Exercise task ▸ Rewrite the listing below with every "site survey" changed to "field inspection" and nothing else altered, and leave the pictures out.

— Start Entries —

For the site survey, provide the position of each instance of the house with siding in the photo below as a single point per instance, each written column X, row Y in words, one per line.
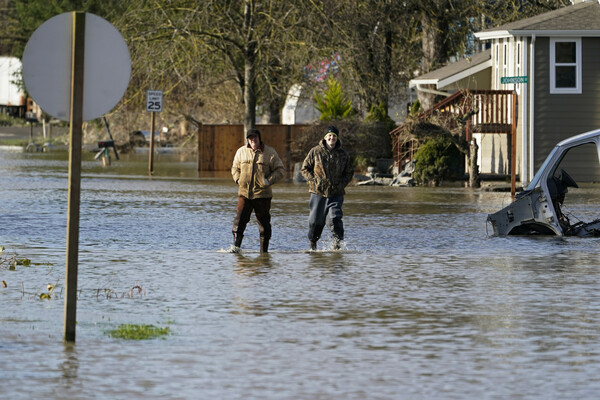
column 558, row 55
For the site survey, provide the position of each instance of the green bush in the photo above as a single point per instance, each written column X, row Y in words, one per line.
column 332, row 103
column 437, row 160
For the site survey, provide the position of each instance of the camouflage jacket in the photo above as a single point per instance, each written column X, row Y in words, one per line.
column 251, row 167
column 327, row 172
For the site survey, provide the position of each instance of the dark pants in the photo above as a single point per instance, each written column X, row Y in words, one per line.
column 325, row 210
column 261, row 207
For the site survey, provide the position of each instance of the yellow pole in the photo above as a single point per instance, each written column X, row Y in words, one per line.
column 76, row 123
column 513, row 147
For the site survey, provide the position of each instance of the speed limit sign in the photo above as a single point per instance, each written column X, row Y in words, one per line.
column 154, row 100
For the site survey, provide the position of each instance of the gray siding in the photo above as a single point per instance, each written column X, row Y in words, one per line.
column 559, row 116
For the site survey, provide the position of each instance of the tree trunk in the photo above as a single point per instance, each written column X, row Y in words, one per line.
column 249, row 71
column 432, row 53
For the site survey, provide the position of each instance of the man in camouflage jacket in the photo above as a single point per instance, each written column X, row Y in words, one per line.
column 328, row 170
column 256, row 167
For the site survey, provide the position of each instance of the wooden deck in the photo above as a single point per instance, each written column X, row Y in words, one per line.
column 482, row 111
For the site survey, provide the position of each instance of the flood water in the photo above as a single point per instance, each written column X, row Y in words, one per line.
column 421, row 303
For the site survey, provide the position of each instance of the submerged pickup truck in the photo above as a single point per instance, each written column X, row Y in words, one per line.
column 537, row 209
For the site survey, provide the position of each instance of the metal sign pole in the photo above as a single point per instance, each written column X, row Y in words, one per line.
column 76, row 123
column 151, row 156
column 513, row 147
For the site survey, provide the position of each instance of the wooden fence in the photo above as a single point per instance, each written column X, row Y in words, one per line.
column 217, row 144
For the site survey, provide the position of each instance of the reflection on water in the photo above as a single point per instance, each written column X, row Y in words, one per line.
column 420, row 304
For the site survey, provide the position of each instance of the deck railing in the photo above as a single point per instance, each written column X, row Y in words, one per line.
column 482, row 111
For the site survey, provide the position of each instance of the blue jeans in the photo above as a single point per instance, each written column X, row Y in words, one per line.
column 325, row 210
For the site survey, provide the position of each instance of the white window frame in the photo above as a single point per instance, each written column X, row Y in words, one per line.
column 496, row 65
column 554, row 64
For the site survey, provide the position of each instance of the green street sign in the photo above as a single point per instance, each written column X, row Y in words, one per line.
column 514, row 79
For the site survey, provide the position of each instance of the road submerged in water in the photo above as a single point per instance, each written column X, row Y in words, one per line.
column 421, row 302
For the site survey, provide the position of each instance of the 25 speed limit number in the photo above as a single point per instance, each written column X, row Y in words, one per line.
column 154, row 100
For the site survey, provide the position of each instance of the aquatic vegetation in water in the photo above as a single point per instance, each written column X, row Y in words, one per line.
column 11, row 262
column 138, row 332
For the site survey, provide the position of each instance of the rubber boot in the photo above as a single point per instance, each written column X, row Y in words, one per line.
column 237, row 242
column 264, row 245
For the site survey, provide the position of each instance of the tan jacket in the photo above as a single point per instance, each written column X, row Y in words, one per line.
column 251, row 167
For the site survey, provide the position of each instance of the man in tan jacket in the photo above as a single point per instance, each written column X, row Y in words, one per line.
column 256, row 167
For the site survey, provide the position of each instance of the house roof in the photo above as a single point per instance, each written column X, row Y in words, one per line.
column 581, row 19
column 456, row 71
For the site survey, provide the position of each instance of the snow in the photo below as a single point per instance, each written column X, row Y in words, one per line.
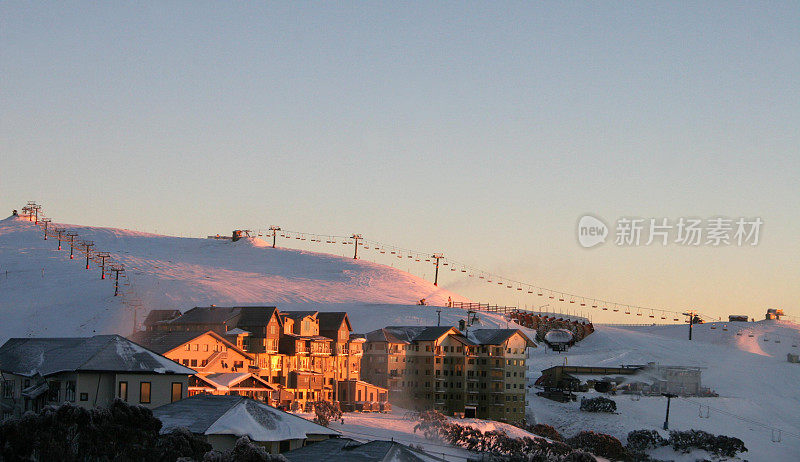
column 264, row 423
column 398, row 426
column 757, row 386
column 44, row 293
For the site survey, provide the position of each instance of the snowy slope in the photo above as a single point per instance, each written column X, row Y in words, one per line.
column 44, row 293
column 755, row 382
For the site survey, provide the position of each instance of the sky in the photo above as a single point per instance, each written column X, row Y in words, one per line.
column 482, row 130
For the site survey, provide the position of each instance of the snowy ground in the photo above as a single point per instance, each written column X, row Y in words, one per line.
column 398, row 426
column 44, row 293
column 758, row 388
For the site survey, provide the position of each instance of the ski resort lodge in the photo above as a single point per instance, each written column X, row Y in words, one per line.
column 285, row 358
column 87, row 372
column 480, row 374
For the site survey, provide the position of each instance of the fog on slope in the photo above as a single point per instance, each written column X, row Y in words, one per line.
column 44, row 293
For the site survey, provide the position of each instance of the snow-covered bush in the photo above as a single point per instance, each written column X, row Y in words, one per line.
column 180, row 443
column 599, row 404
column 578, row 456
column 719, row 445
column 642, row 440
column 325, row 412
column 69, row 432
column 546, row 431
column 598, row 443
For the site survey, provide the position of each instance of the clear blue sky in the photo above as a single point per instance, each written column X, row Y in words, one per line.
column 484, row 130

— End Entries —

Output for this task ▸
For the field inspection, provide the position of each instance of the house with siding in the photo below as a single point per instance, each written column X, row Y in words, one per line.
column 558, row 55
For the field inspection, provide the position of each instance of the green bush in the photo above as a single point per instance, each written column X, row Y in words, one per line.
column 332, row 103
column 437, row 160
For the field inspection, provide the position of each instance of the camouflage jacket in the photo above as a single point per instance, each written column X, row Y in words, one per line.
column 251, row 167
column 327, row 172
For the field inspection, provide the position of each instance of the dark pants in the photo above as a single point per instance, each written column X, row Y in words, one per line.
column 325, row 210
column 261, row 207
For the field inspection, provide the position of each instance of the yellow pole in the photo above as a single point per instance, each written column X, row Y in words, one per line.
column 76, row 123
column 513, row 147
For the field inspection, provide the position of each instance of the speed limit sign in the photo above as a single point per instance, each written column X, row Y in words, one per line.
column 154, row 100
For the field inspection, provide the position of each instance of the gray siding in the photo above as a single point per instance, each written column X, row Y in words, one per line.
column 559, row 116
For the field inspection, provide the position of each instance of the tree trunk in the photo above as a single point per instance, each written column X, row Y in words, one per line.
column 249, row 71
column 432, row 53
For the field inspection, provide the position of each instance of the man in camouflage jacket in the photo above as a single point per instance, each written column X, row Y in words, one per line.
column 328, row 170
column 256, row 167
For the field inspection, provide the position of each instance of the wooden deck in the photo above as a single point per instance, each written column X, row Y in words, one per line.
column 482, row 111
For the field inspection, provide the position of each instance of the flood water in the photo above as a single point per instance, each written column X, row Y in words, one per line.
column 421, row 303
For the field inspection, provide the position of each instance of the submerged pickup truck in the photo above as a single point per instance, each written column X, row Y in words, one per line.
column 537, row 209
For the field inspection, provide the position of each instance of the metal sign pole in the photo above as a single point per instance, each written column X, row Y in words, one per line.
column 76, row 123
column 151, row 156
column 513, row 147
For the field inspection, provide the position of each instance of the wooden fence in the photo above as a single point per instance, each written column X, row Y in words, one per line.
column 217, row 144
For the field inspection, provide the position of each instance of the reflection on water in the photo above as a single point per instance, each written column X, row Y in words, one per line.
column 420, row 304
For the field inspection, provide the position of each instance of the deck railing in the photo above as a single point per instance, each written column X, row Y in words, one per line.
column 482, row 111
For the field inspection, provide the position of each instance of the blue jeans in the photo above as a single point per instance, each written column X, row Y in words, one per line.
column 325, row 210
For the field inspection, provide the position of each instance of the white window frame in the photo above as a single point per instance, each written column X, row Y in words, one per line.
column 496, row 65
column 554, row 64
For the field inspection, provide the position of each instance of the green street sign in the photo above as a single point per instance, each written column X, row Y in words, one per line.
column 514, row 79
For the field inspection, provide the position of each instance of the road submerged in water in the photo above as a single point per instance, each written column X, row Y in words, one per line.
column 421, row 302
For the field inspection, provide the position of each instance of the 25 speed limit number in the photo above as a single point per instance, each written column X, row Y in words, one per line.
column 154, row 100
For the field inspection, provide the position of each instance of the aquatic vegetation in water in the photo above as a single point per instance, each written column X, row Y in words, one per line.
column 11, row 262
column 138, row 332
For the field inspection, provide the position of each instance of the rubber boot in the photo above as a single point per instance, each written column X, row Y in words, one per line.
column 237, row 242
column 264, row 245
For the field inspection, provide the position of each instance of the tan jacket in the photo above as a single point per instance, each written column X, row Y in words, one per line.
column 251, row 167
For the field inspection, provide the position of each instance of the man in tan jacket in the photo above as a single point per instance, each written column X, row Y in words, one per line.
column 256, row 167
For the field inspection, provide the position of each instance of the house roof in the photo above as a single point per instance, each written column X, row Y in words, one per line.
column 581, row 19
column 456, row 71
For the field inspection, provide the position of each instance of the snow in the photo below as a single point per instance, each written column X, row Y in words, one per line.
column 264, row 423
column 398, row 426
column 757, row 386
column 44, row 293
For the field inspection, provide the position of each instance of the snowy slope in the photo above as a single point per instance, each written column X, row Y in words, one per line.
column 44, row 293
column 755, row 382
For the field inspection, provide the position of each instance of the sky in the photo above as a single point per instance, each written column X, row Y in words, one per line.
column 482, row 130
For the field inspection, provide the position of each instance of the snowy ground in the photo above as a single point per instance, each written column X, row Y in words, one per line.
column 398, row 426
column 44, row 293
column 758, row 388
For the field inspection, provide the position of each instance of the ski resort lodge in the photo above as a single point per instance, each written column X, row Y in words, one per line.
column 285, row 358
column 87, row 372
column 480, row 374
For the field inspection, provide the position of each instance of the fog on slope in the photo above as a single point per instance, each written column X, row Y in words, one per line.
column 44, row 293
For the field inspection, provide the position of each instance of the snow-covered bush in the photo above as a single point per instance, each written column X, row Y in words, one per line.
column 180, row 443
column 599, row 404
column 578, row 456
column 719, row 445
column 642, row 440
column 325, row 412
column 69, row 432
column 546, row 431
column 598, row 443
For the field inspection, provide the position of each instance of the clear blue sky in the photo above as a single point per instance, each written column X, row Y in words, one per line.
column 484, row 130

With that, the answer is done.